What is required -> Continue the text on Choreo Observability with the sentences that come after its last line.

Source text ->
+++

Observability in Choreo provides the capability to visualize and monitor the performance of services deployed on Choreo. Choreo has in-built support for viewing the overall status, latencies, throughput data, diagnostic data, and logs. Hence, you can use Choreo Observability to detect and troubleshoot anomalies in your services efficiently.

Dashboard

Choreo Observability dashboard gives you more than one way to monitor your services. This section introduces the dashboards.

Dashboard overview

The following diagram shows the Observability dashboard:

Dashboard overview

Note

The observability dashboard for non-Ballerina components does not display the visual diagram. Therefore, the functionality within the visual diagram is available only to Ballerina components.

The Observability dashboard allows you to:

  • Observe the throughput and latencies of requests served over a given period.
  • View the logs generated over a given period.
  • Compare metrics side-by-side for better diagnosis.
  • Observe the flame graph (Diagnostics view) generated over a given period (not available for non-Ballerina components).
  • View the visual diagram (not available for non-Ballerina components).
  • Trace requests (not available for non-Ballerina components).

Note

The Observability view is private and is only visible to the service owner.

Throughput and latency graphs

The throughput graph shows the throughput of requests per second for a selected timestamp.

Throughput and latency graph

Note

The visual diagram is not available for non-ballerina components.

By default, Choreo renders this graph for the data generated within the past 24 hours. You can change the default time window by selecting the time range and zone from the options bar. To expand the graph, click and drag the cursor over the period you want to drill down.

You can view the Choreo service logs in the Logs view below the graph. Clicking on either graph updates the Logs view to contain the corresponding log entries generated at that time. You can use these logs to identify the reasons for any latency and throughput anomalies you detect using the graph.

The following figure shows an example of this:

Logs view

Diagnostics view

The Diagnostics view provides the capability to view errors, throughput, latencies, CPU usage, memory usage, and logs simultaneously for a particular event. You can detect and analyze errors and anomalies in detail via the Diagnostics view.

By default, the time range selected for the Throughput & Latency graphs is the same time range used for the Diagnostics view.

+++

Source material ->
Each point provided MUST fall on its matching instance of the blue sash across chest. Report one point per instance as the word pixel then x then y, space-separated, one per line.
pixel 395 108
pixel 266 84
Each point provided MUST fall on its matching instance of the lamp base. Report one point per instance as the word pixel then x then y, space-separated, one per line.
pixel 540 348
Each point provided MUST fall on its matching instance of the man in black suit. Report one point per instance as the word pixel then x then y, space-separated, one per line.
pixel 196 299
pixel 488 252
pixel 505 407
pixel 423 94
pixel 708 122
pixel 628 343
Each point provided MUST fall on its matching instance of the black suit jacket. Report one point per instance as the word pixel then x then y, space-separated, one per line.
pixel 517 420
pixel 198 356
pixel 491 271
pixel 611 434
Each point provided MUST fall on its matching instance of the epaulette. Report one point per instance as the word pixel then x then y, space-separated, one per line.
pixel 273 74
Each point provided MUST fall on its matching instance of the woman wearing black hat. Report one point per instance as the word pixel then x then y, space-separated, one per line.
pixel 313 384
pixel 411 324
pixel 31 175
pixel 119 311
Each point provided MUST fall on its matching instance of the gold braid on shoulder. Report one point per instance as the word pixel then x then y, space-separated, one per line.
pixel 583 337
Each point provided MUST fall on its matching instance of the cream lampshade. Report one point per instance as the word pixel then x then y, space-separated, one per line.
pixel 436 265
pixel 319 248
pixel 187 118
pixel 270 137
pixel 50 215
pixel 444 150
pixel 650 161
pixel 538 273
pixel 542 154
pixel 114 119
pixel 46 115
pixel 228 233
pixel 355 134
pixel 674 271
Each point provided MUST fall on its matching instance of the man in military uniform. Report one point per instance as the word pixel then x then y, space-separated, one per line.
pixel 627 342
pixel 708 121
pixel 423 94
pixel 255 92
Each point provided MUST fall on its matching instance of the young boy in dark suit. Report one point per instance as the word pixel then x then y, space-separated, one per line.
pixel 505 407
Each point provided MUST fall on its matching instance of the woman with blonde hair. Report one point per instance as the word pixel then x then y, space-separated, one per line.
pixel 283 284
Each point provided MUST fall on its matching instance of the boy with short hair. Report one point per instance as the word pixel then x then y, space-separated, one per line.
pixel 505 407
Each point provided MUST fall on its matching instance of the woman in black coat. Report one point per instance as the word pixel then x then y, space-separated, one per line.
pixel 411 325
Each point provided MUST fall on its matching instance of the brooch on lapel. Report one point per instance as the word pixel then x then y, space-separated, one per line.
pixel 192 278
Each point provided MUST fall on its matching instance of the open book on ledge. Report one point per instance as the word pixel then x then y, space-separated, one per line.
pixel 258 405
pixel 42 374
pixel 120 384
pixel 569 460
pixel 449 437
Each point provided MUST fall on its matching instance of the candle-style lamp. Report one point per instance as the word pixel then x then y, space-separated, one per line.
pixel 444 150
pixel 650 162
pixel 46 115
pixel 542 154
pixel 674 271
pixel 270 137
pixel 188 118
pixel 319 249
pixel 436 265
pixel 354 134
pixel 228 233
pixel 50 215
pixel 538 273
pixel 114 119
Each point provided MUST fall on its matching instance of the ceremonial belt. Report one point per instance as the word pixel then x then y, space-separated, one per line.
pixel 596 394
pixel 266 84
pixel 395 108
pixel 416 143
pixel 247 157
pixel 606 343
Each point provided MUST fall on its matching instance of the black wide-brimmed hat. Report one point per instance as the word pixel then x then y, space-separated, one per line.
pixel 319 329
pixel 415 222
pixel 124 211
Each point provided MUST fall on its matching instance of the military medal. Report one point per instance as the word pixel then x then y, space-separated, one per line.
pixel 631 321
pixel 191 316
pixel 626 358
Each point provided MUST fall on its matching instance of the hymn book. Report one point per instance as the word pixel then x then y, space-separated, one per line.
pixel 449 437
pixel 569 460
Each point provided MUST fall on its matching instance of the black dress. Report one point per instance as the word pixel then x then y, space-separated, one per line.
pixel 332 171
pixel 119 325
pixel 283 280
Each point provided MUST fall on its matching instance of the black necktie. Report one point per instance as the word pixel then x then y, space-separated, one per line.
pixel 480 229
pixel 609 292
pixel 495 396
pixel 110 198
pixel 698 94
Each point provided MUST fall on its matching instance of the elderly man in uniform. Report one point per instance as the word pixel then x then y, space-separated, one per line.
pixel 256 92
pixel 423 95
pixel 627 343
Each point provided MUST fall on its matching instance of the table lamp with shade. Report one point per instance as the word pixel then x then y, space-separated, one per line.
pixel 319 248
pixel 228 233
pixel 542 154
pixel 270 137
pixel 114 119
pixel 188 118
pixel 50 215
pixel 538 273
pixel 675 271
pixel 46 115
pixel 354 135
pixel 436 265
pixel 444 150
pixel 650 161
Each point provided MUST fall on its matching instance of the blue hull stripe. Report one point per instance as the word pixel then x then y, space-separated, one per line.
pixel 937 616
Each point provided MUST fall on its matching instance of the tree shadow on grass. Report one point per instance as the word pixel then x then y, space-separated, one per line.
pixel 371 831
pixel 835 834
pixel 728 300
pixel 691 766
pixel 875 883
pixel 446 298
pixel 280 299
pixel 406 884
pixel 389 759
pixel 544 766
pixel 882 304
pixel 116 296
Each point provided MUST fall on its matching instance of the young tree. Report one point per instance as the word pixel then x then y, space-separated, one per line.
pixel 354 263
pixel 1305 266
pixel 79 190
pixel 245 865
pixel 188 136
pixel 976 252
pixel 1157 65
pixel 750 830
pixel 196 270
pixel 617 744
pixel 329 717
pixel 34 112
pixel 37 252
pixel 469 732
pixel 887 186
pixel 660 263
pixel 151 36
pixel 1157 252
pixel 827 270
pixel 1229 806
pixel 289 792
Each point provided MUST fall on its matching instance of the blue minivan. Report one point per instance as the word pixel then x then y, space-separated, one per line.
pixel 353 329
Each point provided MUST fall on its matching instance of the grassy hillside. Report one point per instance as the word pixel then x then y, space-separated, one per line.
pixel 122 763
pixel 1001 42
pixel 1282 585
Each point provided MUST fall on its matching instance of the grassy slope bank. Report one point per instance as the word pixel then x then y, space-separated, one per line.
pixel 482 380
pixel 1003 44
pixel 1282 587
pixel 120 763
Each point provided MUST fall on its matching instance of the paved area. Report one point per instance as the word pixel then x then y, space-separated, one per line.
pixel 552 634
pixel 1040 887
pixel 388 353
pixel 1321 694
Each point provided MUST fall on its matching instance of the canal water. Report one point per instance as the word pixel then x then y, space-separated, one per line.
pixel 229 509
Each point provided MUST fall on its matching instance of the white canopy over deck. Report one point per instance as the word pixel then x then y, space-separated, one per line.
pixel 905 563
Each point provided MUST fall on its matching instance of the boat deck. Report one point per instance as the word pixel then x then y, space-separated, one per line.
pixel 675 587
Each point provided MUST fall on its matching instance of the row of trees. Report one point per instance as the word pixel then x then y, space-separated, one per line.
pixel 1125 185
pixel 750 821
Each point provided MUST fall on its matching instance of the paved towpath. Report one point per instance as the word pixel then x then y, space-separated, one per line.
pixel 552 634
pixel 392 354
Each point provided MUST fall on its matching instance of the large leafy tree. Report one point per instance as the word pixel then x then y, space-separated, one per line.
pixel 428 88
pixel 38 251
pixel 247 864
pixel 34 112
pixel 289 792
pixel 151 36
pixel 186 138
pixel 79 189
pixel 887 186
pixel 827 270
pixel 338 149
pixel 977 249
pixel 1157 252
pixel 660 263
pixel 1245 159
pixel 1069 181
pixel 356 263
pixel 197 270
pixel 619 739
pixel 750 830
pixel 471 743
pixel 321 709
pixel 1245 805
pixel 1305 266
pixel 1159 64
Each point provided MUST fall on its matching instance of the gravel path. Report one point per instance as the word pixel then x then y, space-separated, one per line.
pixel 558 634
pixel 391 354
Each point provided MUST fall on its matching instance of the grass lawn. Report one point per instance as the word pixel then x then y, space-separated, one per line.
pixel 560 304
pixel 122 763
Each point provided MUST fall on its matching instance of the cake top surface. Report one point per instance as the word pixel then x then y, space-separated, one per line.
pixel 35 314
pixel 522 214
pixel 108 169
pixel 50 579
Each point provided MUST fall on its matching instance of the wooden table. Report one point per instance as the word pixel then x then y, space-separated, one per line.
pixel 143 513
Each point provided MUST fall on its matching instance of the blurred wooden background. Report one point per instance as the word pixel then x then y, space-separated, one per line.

+++

Answer space ->
Diagnostic view

A bin is a horizontal section of the graph for a particular period. A bin consists of the following items:

  • Date/Time: The timestamp for the log entries as they started to appear.
  • Logs: List of log entries and their respective log count that occurred within the bins time frame. These log entries appear according to precedence. The error logs are listed first, followed by the info logs. Each bin shows a maximum of five log entries sorted by the log count.
  • Error: The number of HTTP errors that occurred at the selected time.
  • TP: Throughput of the requests at the selected time (req/s).
  • Latency: Latency of the request at the selected time (ms).
  • CPU: CPU usage at the selected time (millicores).
  • Memory: Memory usage at the selected time (MiB).

View and filter all logs

The Logs panel includes all logs generated by the service. You can filter it based on time or based on text. The following figure shows how this might look:

Logs panel

To download the log entries, click Download. As a result, the log entries are saved as a .zip file in the location you specify.

Trace requests

You can trace requests received by your service at a given timestamp by clicking a point in the time axis of either the throughput or the latency graphs. The visual diagram shows the received requests. For each request in the visual diagram view, it displays the request time, the latency, and the status. Furthermore, when you click on a specific request, you can view the status code, request latency, the path (control flow) followed to execute the request, and the execution time per if, while, and foreach body. The visual diagram also displays the average request latency and the success rate for each client request that corresponds to the selected time interval.